Point localization data:
____

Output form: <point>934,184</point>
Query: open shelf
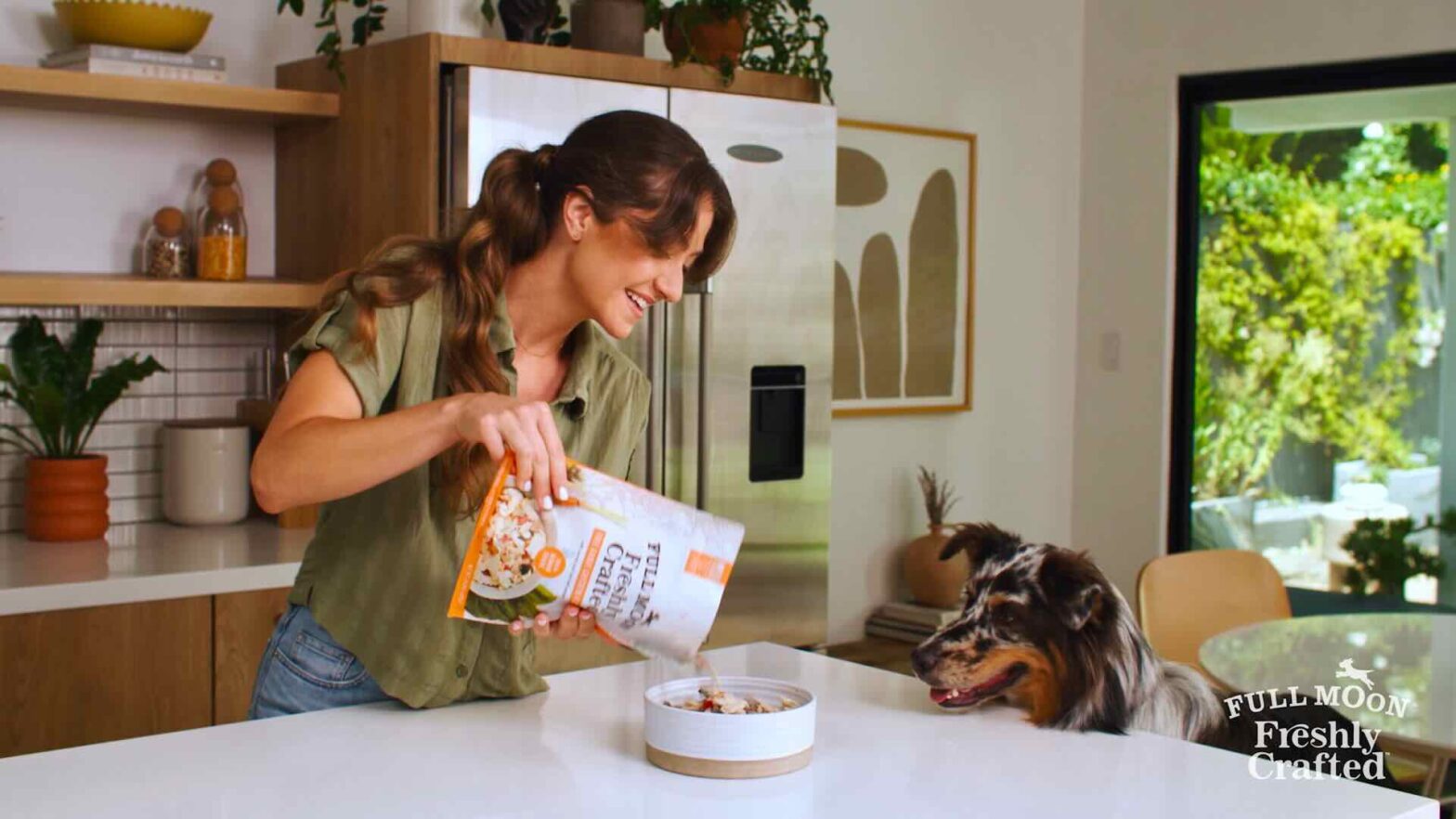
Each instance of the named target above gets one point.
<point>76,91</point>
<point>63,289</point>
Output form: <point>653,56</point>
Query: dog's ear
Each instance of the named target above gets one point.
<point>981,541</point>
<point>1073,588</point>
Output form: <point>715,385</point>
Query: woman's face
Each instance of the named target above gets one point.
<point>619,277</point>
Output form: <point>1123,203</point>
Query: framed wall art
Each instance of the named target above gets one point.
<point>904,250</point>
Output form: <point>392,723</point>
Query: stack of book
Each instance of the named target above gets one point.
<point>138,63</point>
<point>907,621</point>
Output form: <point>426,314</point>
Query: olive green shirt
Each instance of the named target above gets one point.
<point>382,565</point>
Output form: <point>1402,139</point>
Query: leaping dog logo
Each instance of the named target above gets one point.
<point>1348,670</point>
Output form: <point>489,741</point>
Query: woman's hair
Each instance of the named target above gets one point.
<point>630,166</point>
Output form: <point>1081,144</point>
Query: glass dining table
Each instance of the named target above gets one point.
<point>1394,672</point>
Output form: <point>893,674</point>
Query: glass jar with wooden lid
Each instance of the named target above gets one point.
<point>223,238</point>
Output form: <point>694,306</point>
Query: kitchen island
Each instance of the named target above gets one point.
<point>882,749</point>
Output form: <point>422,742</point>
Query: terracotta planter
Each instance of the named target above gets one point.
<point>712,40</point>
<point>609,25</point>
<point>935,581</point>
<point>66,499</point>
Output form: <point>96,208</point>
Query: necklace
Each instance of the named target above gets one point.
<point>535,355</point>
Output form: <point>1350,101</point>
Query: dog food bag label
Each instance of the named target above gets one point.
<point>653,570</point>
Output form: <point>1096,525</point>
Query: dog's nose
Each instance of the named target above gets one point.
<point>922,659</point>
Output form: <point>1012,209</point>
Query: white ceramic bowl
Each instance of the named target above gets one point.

____

Repeat all the records exactly, images excluded.

OUTPUT OF THE EXERCISE:
Output form: <point>934,184</point>
Query: open shelf
Each instance of the named target above gets one point.
<point>76,91</point>
<point>63,289</point>
Output form: <point>653,56</point>
Query: dog's ear
Each instance of the named target above gets one point.
<point>981,541</point>
<point>1073,588</point>
Output form: <point>715,385</point>
Query: woman's face
Each instance of the named target above gets one point.
<point>619,277</point>
Output form: <point>1123,203</point>
Query: framed wall art
Each instance of the named target above gets one point.
<point>904,250</point>
Output form: <point>392,723</point>
Query: stack of book
Each instance of the named target above gets one point.
<point>138,63</point>
<point>907,621</point>
Output form: <point>426,314</point>
Query: olive green shirt
Each instance of the named target above gets one point.
<point>382,565</point>
Output form: <point>1402,139</point>
Query: leaping dog logo
Each instance of the named target above gets one point.
<point>1348,670</point>
Output form: <point>489,741</point>
Query: woman's hair
Each instance of the named target above gets one point.
<point>630,166</point>
Output form: <point>1081,144</point>
Query: glass dining table
Each instance of the named target above gets one point.
<point>1394,672</point>
Output form: <point>893,674</point>
Query: glass jar with wooden lid
Each instance of the named target above gets one point.
<point>223,238</point>
Output form: <point>694,306</point>
Query: kitchen island
Each instance of the named target above gets one point.
<point>882,749</point>
Output form: <point>422,742</point>
Query: terracotta planter
Each instance of the named target above gets one point.
<point>712,40</point>
<point>609,25</point>
<point>935,581</point>
<point>66,499</point>
Output form: <point>96,208</point>
Query: necklace
Each instance of the named target above gets one point.
<point>535,355</point>
Output form: <point>1350,101</point>
Query: dog food bag label
Each instance of the named target above gets one point.
<point>653,570</point>
Output form: <point>1096,525</point>
Query: dog's nose
Each instance of the named target above gets one point.
<point>922,659</point>
Output form: <point>1012,209</point>
Query: white ceramic bowl
Each instance of the named target above gets one point.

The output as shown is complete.